Task material
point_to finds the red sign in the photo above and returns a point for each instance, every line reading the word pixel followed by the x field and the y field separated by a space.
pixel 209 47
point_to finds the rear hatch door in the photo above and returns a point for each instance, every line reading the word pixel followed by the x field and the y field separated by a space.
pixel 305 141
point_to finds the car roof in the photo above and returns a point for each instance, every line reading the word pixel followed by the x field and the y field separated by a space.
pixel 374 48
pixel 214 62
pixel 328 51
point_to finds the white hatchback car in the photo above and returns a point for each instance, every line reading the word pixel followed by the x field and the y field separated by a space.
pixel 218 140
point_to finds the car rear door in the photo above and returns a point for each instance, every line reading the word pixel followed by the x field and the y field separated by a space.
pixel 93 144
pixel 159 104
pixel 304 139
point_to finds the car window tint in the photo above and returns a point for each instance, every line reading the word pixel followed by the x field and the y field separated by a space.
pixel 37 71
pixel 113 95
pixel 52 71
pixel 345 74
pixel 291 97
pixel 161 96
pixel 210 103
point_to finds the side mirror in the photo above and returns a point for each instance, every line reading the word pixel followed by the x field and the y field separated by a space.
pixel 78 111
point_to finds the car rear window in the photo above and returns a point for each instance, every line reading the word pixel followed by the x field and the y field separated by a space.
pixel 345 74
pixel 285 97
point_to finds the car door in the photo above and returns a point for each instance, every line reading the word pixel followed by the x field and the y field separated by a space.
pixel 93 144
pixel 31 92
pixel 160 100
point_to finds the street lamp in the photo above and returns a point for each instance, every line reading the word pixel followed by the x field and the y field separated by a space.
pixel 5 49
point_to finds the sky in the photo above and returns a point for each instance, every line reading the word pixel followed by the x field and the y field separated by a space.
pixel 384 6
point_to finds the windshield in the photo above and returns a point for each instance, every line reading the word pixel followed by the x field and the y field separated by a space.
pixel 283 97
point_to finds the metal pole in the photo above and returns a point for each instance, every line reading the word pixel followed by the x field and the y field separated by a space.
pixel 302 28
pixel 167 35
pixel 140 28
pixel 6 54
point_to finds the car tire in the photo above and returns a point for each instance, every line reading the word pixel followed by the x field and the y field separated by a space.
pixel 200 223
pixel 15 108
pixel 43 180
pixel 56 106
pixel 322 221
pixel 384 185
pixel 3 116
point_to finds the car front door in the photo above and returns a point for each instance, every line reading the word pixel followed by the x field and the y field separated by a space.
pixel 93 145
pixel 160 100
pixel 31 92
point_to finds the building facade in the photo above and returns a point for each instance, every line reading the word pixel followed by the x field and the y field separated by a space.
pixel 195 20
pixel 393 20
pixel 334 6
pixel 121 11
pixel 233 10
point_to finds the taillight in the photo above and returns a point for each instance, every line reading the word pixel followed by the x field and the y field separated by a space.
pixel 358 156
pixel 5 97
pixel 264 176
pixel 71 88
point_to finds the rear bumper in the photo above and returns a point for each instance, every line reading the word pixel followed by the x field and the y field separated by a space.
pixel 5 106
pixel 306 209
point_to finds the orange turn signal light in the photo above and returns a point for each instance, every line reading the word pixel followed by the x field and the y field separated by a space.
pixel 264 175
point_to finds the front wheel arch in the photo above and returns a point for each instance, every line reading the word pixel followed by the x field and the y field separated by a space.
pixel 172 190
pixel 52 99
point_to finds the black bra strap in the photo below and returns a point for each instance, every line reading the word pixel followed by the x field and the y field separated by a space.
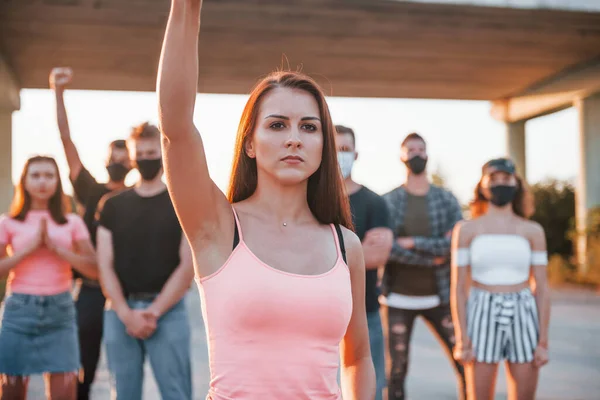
...
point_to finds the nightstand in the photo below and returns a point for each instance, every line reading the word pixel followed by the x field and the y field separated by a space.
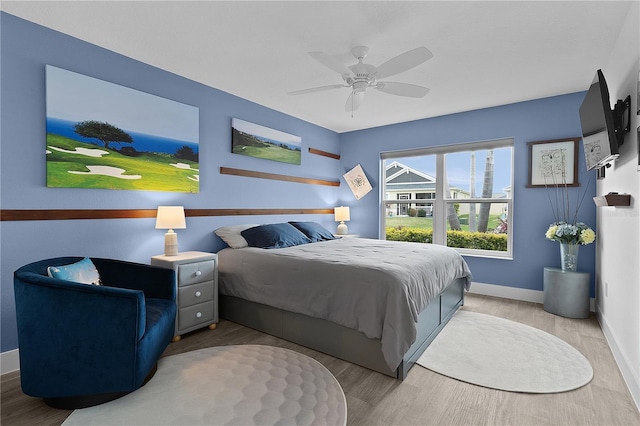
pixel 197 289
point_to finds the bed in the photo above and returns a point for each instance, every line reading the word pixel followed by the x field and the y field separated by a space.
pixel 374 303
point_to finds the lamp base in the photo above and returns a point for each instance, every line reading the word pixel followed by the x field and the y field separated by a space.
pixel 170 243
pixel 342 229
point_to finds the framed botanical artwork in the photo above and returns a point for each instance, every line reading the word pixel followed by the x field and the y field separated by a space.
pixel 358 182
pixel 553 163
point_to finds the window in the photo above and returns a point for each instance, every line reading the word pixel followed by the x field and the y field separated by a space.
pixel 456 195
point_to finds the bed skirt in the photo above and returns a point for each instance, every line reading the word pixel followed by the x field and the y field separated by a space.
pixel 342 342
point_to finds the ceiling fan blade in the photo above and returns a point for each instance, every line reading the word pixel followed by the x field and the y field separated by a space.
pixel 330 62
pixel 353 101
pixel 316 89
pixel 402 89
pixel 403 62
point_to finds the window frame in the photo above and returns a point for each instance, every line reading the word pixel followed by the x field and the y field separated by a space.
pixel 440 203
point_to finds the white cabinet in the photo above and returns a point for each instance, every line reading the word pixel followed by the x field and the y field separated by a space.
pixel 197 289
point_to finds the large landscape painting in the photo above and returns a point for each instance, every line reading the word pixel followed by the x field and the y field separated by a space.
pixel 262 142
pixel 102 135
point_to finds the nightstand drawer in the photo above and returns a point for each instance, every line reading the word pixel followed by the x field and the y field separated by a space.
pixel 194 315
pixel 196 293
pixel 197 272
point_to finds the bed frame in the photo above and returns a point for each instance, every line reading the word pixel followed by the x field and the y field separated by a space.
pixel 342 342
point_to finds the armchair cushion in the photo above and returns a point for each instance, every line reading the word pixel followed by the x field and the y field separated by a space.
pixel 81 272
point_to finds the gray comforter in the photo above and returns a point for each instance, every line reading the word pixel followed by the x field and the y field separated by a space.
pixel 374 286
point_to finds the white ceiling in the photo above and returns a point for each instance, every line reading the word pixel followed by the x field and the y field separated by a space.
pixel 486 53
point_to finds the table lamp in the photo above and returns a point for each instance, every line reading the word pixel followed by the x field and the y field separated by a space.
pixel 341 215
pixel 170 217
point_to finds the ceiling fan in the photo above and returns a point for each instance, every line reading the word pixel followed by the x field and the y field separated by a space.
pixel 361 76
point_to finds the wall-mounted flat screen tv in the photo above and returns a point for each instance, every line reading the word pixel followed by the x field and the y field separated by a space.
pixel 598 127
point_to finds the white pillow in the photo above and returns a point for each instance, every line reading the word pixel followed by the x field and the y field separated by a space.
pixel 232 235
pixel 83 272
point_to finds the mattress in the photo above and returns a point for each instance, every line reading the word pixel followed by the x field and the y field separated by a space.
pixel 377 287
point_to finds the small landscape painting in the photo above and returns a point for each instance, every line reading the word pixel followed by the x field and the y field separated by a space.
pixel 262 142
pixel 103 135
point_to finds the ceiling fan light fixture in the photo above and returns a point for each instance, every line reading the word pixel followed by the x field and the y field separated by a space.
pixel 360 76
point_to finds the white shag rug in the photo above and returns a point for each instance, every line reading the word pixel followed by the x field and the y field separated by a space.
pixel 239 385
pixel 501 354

Directive
Rewrite the rows starting with the line with "point_to finds the white ceiling" and going on through the line with "pixel 377 287", substituting "bedside lamp" for "table lamp" and leaving everything else unchanged.

Answer to this problem
point_to finds the white ceiling in the photo above and returns a point for each instance, every line reading the word pixel followed by the x field and the y field separated by a space.
pixel 486 53
point_to finds the bedside lamp in the photo above and returns a point for each instance, every line reading the word pixel followed by the x field and the y field separated by a space.
pixel 341 215
pixel 170 217
point_to finds the ceiling fan in the photo above and returns a point for each instance, every line reading the word pixel followed by the x field and the y field separated by a space.
pixel 361 76
point_to finds the wall-mounted flat screen tv in the photo above and returns a point for each instance, every line reading the word pixel followed by the x field and the y field separated by a space.
pixel 598 127
point_to finds the white pillow in the photo above and returns a point for each instance, every line reading the word pixel followed by the x field and the y field separated by a space.
pixel 232 235
pixel 83 272
point_to finds the mattress in the photo above and returns a point for each instance, every line reading the word pixel followed by the x field and the y field separated by a space.
pixel 377 287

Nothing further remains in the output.